(Data items)
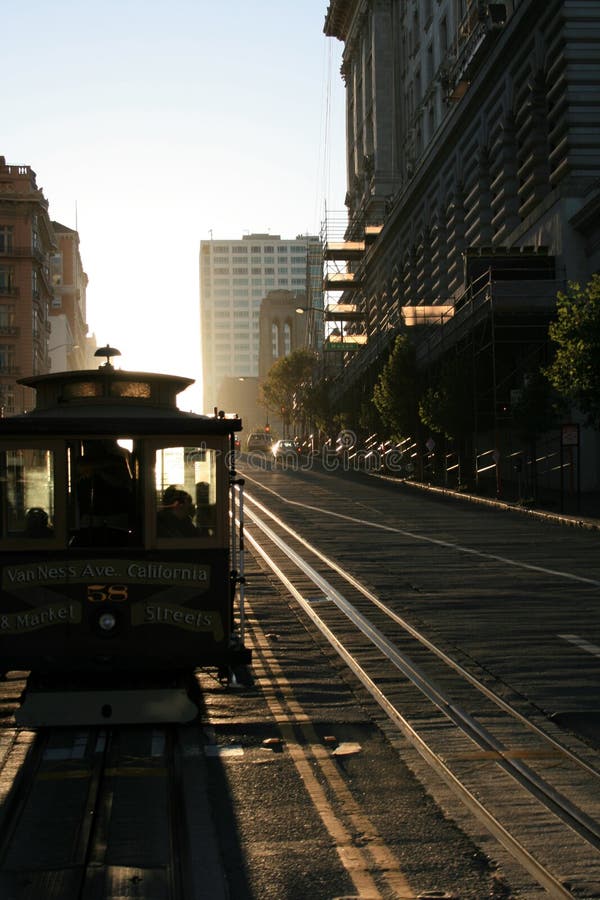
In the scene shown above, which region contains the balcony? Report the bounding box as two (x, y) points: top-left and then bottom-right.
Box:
(323, 272), (360, 291)
(325, 303), (365, 322)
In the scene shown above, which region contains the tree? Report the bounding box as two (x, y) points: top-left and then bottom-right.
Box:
(419, 354), (474, 441)
(262, 349), (317, 432)
(373, 334), (421, 437)
(544, 274), (600, 428)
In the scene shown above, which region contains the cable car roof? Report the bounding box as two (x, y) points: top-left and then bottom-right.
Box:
(0, 362), (242, 434)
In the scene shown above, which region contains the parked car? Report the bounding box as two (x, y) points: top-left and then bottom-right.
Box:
(271, 440), (298, 465)
(246, 431), (271, 453)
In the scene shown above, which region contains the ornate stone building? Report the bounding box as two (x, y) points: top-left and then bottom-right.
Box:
(0, 156), (56, 415)
(325, 0), (600, 486)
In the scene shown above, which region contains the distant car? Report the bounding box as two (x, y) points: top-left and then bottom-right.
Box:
(271, 440), (298, 465)
(246, 431), (271, 453)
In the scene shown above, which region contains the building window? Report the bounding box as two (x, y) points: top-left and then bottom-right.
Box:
(0, 344), (16, 375)
(0, 225), (14, 253)
(0, 303), (15, 328)
(0, 266), (15, 291)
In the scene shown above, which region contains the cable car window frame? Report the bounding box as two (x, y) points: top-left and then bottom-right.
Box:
(143, 429), (230, 550)
(0, 435), (67, 552)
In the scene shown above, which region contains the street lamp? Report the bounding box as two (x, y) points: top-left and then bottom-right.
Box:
(296, 306), (325, 350)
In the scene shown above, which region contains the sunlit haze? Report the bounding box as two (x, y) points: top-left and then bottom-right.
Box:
(0, 0), (346, 409)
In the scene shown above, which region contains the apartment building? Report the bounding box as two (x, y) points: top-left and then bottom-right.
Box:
(324, 0), (600, 486)
(0, 156), (57, 415)
(0, 156), (89, 416)
(200, 234), (322, 410)
(48, 221), (88, 372)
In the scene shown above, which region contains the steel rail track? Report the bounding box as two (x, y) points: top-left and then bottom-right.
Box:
(0, 726), (197, 900)
(246, 492), (600, 898)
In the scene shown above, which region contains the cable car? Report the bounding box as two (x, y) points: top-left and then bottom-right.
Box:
(0, 346), (250, 726)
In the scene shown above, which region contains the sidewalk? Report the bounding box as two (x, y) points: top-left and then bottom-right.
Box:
(392, 481), (600, 530)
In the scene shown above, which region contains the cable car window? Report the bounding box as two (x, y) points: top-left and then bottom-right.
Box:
(0, 448), (55, 540)
(155, 447), (217, 539)
(68, 438), (140, 546)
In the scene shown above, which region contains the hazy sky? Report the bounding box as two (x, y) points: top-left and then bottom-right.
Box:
(0, 0), (346, 406)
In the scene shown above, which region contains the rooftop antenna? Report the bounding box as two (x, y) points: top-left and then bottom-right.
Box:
(94, 344), (121, 369)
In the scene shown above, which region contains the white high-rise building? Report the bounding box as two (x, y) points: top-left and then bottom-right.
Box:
(200, 234), (319, 410)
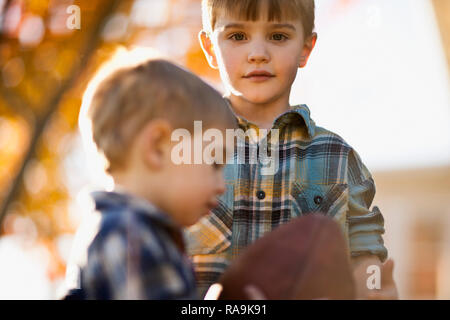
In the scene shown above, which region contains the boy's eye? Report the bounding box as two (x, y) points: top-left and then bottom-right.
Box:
(230, 32), (245, 41)
(272, 33), (288, 41)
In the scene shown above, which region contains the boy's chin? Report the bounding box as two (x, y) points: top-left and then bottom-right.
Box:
(236, 89), (282, 104)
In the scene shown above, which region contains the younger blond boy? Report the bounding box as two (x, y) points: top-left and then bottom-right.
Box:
(67, 60), (236, 299)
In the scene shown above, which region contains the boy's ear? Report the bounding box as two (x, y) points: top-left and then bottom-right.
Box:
(141, 119), (172, 170)
(198, 30), (219, 69)
(298, 32), (317, 68)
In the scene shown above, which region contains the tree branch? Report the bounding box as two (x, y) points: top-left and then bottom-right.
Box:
(0, 0), (120, 230)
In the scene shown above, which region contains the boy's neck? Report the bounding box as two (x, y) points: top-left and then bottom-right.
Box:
(227, 95), (290, 129)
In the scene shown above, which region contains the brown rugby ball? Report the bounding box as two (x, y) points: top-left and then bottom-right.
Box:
(219, 213), (355, 300)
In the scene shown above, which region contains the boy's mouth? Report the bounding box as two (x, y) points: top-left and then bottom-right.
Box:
(243, 70), (275, 82)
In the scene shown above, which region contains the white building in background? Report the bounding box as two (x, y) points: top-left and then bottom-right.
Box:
(291, 0), (450, 299)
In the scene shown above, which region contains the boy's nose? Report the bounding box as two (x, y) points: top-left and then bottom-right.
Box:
(248, 44), (270, 63)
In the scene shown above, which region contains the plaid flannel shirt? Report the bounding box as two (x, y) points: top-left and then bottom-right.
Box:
(185, 105), (387, 296)
(80, 192), (198, 300)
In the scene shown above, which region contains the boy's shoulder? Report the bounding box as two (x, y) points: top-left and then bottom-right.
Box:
(89, 192), (175, 252)
(311, 126), (353, 151)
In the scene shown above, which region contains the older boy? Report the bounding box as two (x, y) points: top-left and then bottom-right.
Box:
(188, 0), (397, 298)
(73, 60), (236, 299)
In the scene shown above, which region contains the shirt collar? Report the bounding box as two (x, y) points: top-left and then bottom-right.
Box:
(225, 98), (316, 139)
(91, 191), (177, 228)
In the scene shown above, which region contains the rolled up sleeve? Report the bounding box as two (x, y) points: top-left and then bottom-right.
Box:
(347, 151), (388, 262)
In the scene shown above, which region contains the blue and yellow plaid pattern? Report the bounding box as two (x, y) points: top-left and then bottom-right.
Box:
(185, 105), (387, 295)
(77, 192), (198, 300)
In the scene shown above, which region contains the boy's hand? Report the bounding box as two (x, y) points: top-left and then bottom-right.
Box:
(352, 256), (398, 300)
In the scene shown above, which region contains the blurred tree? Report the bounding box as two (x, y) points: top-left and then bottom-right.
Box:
(0, 0), (214, 286)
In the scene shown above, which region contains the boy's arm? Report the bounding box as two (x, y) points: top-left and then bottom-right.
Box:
(347, 150), (397, 299)
(347, 150), (387, 262)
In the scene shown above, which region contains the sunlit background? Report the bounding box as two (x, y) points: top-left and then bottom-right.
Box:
(0, 0), (450, 299)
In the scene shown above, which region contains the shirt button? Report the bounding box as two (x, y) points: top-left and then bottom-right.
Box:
(314, 196), (323, 205)
(256, 190), (266, 200)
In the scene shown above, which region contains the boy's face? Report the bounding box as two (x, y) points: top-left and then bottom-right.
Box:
(164, 135), (226, 227)
(201, 15), (315, 104)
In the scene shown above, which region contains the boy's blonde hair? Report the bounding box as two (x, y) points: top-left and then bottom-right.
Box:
(84, 59), (237, 173)
(202, 0), (315, 38)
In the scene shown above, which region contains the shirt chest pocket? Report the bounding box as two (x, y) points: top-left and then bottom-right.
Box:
(185, 184), (234, 256)
(291, 182), (348, 222)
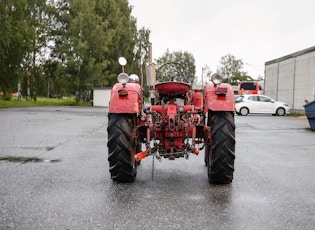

*WHAT IS NEEDED*
Copy out word for word the lines from the start of the records above through the line holding "(296, 306), (325, 350)", including that line. Leave the pictures out of your answer.

*RESULT OF THE EXERCISE*
In the scene shown above, which region contains the balcony? Report the bounding box as two (x, y) points: top-left and then bottom-right.
Box:
(323, 272), (360, 291)
(325, 303), (365, 322)
In the scene shown above, which region contains the tree? Report the bounding box as two (x, y) points: top-left and then bottom-right.
Box:
(419, 354), (474, 441)
(262, 349), (317, 432)
(373, 334), (421, 437)
(544, 274), (600, 428)
In the scene shown above, which region contains the cable car roof? Report the bounding box as two (x, y) points: top-left and then bottom-right.
Box:
(0, 362), (242, 434)
In the scene shown above, which region contains the parked car? Report the bounding box as two (x, y) points: top-left and then bottom-right.
Box:
(271, 440), (298, 465)
(246, 431), (271, 453)
In the scene shown above, which region contains the ornate stone building? Report the bounding box as two (x, y) points: top-left and then bottom-right.
Box:
(0, 156), (56, 415)
(325, 0), (600, 486)
In the scene shown above, which region contains the distant car? Report the bounding box as two (x, y) points: top-left and then bottom-right.
Box:
(271, 440), (298, 465)
(246, 431), (271, 453)
In the scene shown above, which region contains the building window? Report the bounding box as two (x, y) points: top-left and then bottom-right.
Box:
(0, 344), (16, 375)
(0, 225), (14, 253)
(0, 303), (15, 328)
(0, 266), (15, 291)
In the scene shown above, which region contains the cable car window frame? Report the bounding box as two (x, y) points: top-left and then bottom-right.
Box:
(143, 429), (230, 550)
(0, 435), (67, 552)
In the scene shown above, which region contains the street lamp? Report the bounding box as two (x, y) points: top-left and then bottom-right.
Box:
(296, 306), (325, 350)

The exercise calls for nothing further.